- Collected data entries:
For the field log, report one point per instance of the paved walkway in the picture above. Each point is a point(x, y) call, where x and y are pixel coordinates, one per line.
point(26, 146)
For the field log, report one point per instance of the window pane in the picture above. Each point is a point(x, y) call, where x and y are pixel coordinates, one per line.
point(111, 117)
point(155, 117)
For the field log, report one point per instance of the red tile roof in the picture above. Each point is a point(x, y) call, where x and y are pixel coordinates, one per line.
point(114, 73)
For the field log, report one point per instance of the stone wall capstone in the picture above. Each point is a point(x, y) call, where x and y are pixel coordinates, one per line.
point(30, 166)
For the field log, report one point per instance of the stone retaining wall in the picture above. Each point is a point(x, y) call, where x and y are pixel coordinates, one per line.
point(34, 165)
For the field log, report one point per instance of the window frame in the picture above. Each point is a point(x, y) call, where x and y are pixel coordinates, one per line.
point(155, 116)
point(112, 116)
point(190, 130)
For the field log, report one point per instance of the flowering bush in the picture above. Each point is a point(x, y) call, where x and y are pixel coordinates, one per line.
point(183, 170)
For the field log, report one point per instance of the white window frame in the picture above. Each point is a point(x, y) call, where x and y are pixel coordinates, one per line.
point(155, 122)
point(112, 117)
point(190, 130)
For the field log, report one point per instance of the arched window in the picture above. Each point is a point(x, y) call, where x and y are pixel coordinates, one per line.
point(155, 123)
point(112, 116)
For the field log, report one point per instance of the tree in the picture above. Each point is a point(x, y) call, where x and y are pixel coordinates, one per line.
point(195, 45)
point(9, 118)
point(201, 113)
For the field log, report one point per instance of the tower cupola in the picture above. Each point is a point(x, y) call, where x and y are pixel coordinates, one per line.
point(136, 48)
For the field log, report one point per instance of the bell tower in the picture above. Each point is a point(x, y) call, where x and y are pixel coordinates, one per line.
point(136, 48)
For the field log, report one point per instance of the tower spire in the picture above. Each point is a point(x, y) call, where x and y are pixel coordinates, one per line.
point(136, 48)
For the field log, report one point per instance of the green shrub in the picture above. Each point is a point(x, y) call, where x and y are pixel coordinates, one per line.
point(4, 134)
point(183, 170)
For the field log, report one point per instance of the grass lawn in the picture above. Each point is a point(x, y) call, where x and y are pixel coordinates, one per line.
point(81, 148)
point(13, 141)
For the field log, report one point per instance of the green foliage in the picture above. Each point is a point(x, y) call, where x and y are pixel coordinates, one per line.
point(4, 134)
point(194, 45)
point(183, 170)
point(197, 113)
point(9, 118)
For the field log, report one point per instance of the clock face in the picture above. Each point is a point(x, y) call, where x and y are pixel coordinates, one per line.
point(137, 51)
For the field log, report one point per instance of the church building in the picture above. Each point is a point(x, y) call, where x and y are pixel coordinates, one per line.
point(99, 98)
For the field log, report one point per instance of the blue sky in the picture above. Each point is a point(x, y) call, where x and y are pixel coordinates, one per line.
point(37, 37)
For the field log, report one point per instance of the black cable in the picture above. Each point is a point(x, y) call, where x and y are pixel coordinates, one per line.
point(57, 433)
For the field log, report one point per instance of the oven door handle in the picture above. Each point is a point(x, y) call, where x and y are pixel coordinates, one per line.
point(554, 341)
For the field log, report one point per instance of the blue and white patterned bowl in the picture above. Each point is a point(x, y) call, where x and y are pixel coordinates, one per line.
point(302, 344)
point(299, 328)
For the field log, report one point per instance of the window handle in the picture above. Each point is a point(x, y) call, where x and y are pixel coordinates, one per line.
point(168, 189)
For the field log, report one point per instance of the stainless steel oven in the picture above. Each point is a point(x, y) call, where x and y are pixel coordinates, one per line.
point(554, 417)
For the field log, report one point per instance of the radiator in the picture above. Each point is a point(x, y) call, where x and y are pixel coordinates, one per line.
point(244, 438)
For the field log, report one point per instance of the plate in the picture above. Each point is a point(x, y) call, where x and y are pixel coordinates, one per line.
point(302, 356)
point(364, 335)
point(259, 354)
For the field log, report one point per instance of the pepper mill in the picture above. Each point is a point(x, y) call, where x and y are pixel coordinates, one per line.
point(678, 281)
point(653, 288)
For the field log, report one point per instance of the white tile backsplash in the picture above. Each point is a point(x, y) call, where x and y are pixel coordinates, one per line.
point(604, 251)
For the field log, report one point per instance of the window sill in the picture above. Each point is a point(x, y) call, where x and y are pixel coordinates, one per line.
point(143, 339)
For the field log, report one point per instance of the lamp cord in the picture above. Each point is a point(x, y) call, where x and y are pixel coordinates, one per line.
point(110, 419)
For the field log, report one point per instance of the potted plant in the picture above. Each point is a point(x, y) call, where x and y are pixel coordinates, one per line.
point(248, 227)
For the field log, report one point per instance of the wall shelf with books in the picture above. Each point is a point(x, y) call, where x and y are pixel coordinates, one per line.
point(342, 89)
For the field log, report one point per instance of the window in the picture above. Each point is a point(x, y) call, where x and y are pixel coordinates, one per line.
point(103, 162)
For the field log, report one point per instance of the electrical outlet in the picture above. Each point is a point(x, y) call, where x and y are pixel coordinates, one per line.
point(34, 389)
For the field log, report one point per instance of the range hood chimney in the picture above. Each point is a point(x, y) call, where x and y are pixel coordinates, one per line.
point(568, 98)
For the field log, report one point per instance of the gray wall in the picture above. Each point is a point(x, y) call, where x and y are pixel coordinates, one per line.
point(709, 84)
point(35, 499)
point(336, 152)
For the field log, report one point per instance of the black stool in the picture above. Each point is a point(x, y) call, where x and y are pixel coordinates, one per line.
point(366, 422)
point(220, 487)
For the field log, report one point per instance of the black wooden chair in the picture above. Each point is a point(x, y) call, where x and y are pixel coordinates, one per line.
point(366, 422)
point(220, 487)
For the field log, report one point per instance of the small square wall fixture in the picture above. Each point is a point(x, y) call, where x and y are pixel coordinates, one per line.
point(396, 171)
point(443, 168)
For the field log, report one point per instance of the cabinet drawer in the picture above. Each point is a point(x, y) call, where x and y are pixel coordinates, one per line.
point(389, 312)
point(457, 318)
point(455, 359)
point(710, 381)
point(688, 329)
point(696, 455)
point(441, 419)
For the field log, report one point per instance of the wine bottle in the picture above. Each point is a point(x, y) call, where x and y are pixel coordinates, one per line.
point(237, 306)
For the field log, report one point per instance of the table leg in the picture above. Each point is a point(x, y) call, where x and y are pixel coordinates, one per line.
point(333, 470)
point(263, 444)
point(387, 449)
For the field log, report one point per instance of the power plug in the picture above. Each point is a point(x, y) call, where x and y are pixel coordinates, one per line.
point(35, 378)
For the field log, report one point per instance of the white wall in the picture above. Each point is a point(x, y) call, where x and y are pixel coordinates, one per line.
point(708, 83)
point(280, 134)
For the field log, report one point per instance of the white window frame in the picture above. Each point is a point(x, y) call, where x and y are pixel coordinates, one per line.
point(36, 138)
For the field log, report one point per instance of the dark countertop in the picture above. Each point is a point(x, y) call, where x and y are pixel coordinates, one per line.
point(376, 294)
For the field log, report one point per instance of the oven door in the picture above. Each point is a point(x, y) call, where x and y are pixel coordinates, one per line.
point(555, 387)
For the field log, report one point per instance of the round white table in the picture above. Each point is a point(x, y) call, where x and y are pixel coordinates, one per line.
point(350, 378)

- TASK PROMPT: From the records above, extract each line exactly as shown.

- OUTPUT FOR THIS TASK:
For the field log, report one point per instance of the paved walkway in the picture above. Each point is a point(x, y) call, where x and y are pixel coordinates, one per line.
point(26, 146)
For the field log, report one point per instance of the window pane in the picture above. Each point is a point(x, y) call, where x and y are pixel coordinates, one per line.
point(111, 117)
point(155, 117)
For the field log, report one point per instance of the red tile roof in the picture above. Each point is a point(x, y) call, where x and y are pixel coordinates, one per line.
point(114, 73)
For the field log, report one point per instance of the stone wall capstone in the picture above. Each point is a point(x, y) call, where x and y are pixel coordinates, one per line.
point(30, 166)
For the field log, report one point per instance of the stone retaining wall in the picture above. Each point is a point(x, y) call, where x and y are pixel coordinates, one per line.
point(34, 165)
For the field log, report one point per instance of the window frame in the picture above. Each point is a point(x, y) call, where x and y are pixel coordinates, one per line.
point(155, 116)
point(112, 116)
point(190, 130)
For the field log, report one point per instance of the flowering bush in the picture above. Each point is a point(x, y) call, where x and y are pixel coordinates, one per line.
point(183, 170)
For the field log, report one point per instance of the white window frame in the picture above. Each point is a point(x, y) call, where x and y are pixel coordinates, one per line.
point(155, 122)
point(112, 117)
point(190, 130)
For the field log, report one point per instance of the arched window in the picture above. Each point is a point(x, y) call, where x and y are pixel coordinates, one per line.
point(155, 123)
point(112, 116)
For the field log, report one point per instance of the tree in the picture above. Each point is a point(x, y) call, where x and y are pixel coordinates, one per line.
point(195, 45)
point(9, 118)
point(201, 113)
For the field log, report one point per instance of the tower cupola in the picture above. Each point is a point(x, y) call, where x and y are pixel coordinates, one per line.
point(136, 48)
For the field log, report one point per instance of the bell tower in the picture above. Each point is a point(x, y) call, where x and y are pixel coordinates, one per line.
point(136, 48)
For the field log, report one point per instance of the tower spire in the picture above. Each point is a point(x, y) call, where x and y are pixel coordinates, one per line.
point(136, 48)
For the field log, report one point per instance of the green shrub in the picture above. Each point is a point(x, y) call, where x and y are pixel coordinates, one per line.
point(4, 134)
point(183, 170)
For the field log, report one point per instance of the grass lawn in the picture above. Each point is a point(x, y) call, where x and y are pixel coordinates, one per line.
point(81, 148)
point(13, 141)
For the field log, report one point per instance of the green foliage in the picture above. Each point is a point(x, y) call, where x and y are pixel coordinates, one per line.
point(4, 134)
point(194, 45)
point(183, 170)
point(197, 113)
point(9, 118)
For the field log, report one point per instance of the clock face in the picture above. Each point is a point(x, y) call, where x and y are pixel coordinates, one per line.
point(137, 51)
For the field log, report one point per instance of the church building in the picture above. Each point is a point(x, y) call, where x and y are pixel coordinates, one per line.
point(99, 98)
For the field log, report one point per instance of the blue sky in the picture above. Each point is a point(x, y) call, where x and y are pixel coordinates, one per line.
point(37, 37)
For the field log, report one point per instance of the black cable in the picture above. Each point is a point(x, y) call, where x and y are pixel coordinates, one per line.
point(57, 433)
For the field log, report one point per instance of the oven door handle in the picture above. Each point is a point(x, y) call, where x and y are pixel coordinates, one per line.
point(554, 341)
For the field log, report one point per instance of the blue and white patterned bowl in the picture above. Each point is a point(x, y) call, where x and y are pixel coordinates, one per line.
point(302, 344)
point(299, 328)
For the field log, report one point per instance of the window handle in the picture above. Each point is a point(x, y) call, where x and y are pixel coordinates, one per line.
point(168, 189)
For the field log, report one point per instance of the stainless steel oven in the picture above. Each point is a point(x, y) call, where x and y are pixel coordinates, one per line.
point(554, 417)
For the field log, report one point per instance of the radiator in the picture above. Each point is a point(x, y) call, where x and y are pixel coordinates, one per line.
point(244, 438)
For the field log, report one point per instance of the plate in the picture above. Each point is a point(x, y) call, where x and y are pixel coordinates, one per line.
point(302, 356)
point(364, 335)
point(259, 354)
For the field log, report one point per instance of the pepper mill in the picture above. Each point is a point(x, y) call, where x and y are pixel coordinates, one per line.
point(678, 281)
point(653, 288)
For the field log, report one point per instance of the white tile backsplash in the picture above. Each point is a point(x, y) call, where x and y are pixel coordinates, one per line.
point(604, 251)
For the field log, report one point per instance of the window sill in the picture above. Each point is a point(x, y) call, where x and y are pixel coordinates, one per line.
point(143, 339)
For the field log, report one point per instance of the lamp cord in the picture above. Each point is a point(x, y) call, where x and y are pixel coordinates, one per line.
point(110, 419)
For the field log, report one point per instance of the potted plant in the picture above. Each point is a point(x, y) call, where x and y are pixel coordinates, one per line.
point(248, 227)
For the field log, report one point per instance of the wall shelf with books in the picture above. Each point is a point(x, y) call, where x and y are pixel coordinates, one per line.
point(342, 89)
For the field log, report one point per instance of the window in the picture above. Each point is a point(x, y) call, where x and y are pixel coordinates, one per line.
point(103, 162)
For the field log, report one point per instance of the electrical outlet in the picture above. Each point is a point(x, y) call, where x and y are pixel coordinates, one per line.
point(34, 389)
For the field log, report one point per instance of the range hood chimney in the picture above. Each point is a point(x, y) call, where x and y are pixel coordinates, one per line.
point(568, 98)
For the field log, report one point per instance of the gray wall in the picture above. Each point is a point(x, y) call, where x and y are pixel coordinates, one per line.
point(709, 84)
point(35, 499)
point(336, 152)
For the field log, report one point per instance of the black stool in the picture above. Each point is a point(x, y) call, where x and y are pixel coordinates, one per line.
point(366, 422)
point(220, 487)
For the field log, report one point per instance of the black wooden chair in the picture above. Each point is a point(x, y) call, where x and y are pixel coordinates, one per line.
point(366, 422)
point(220, 487)
For the field log, report one point per instance of the small square wall fixture in the picture above. Each point is a point(x, y) call, where x and y are pixel coordinates, one per line.
point(396, 171)
point(443, 168)
For the field log, report one point per instance of the cabinet drawer in the picture above. Each point is a point(x, y) call, where x and y are pixel coordinates, one per line.
point(389, 312)
point(457, 318)
point(455, 359)
point(710, 381)
point(688, 329)
point(696, 455)
point(441, 419)
For the field log, report one point per instance of the wine bottle in the picture above. Each point is a point(x, y) call, where x and y are pixel coordinates, one per line.
point(237, 306)
For the field log, report one point per instance of the table leg in the picture above. Each point is a point(x, y) call, where x and y are pixel coordinates, one per line.
point(333, 470)
point(263, 444)
point(387, 449)
For the field log, report one point per instance of the power plug in the picture above. Each point is a point(x, y) call, where x and y are pixel coordinates, one per line.
point(35, 378)
For the field log, report one point per instance of the white wall in the picture above. Each point is a point(x, y) call, where x and y are pixel coordinates, one per line.
point(708, 83)
point(280, 134)
For the field log, report one point per instance of the white window frame in the picture above. Each point is a point(x, y) call, where x and y are pixel coordinates, one per line.
point(36, 138)
For the field log, report one point per instance of the dark countertop in the picture above. Each point is a point(x, y) call, where x and y are pixel coordinates, one per line.
point(376, 294)
For the field log, report one point per instance of the oven door in the picture above. Each point is a point(x, y) call, where x and y are pixel coordinates, one per line.
point(555, 387)
For the field log, report one point per instance of the round white table in the picture above. Each point is a point(x, y) call, where x and y are pixel coordinates, one per line.
point(350, 378)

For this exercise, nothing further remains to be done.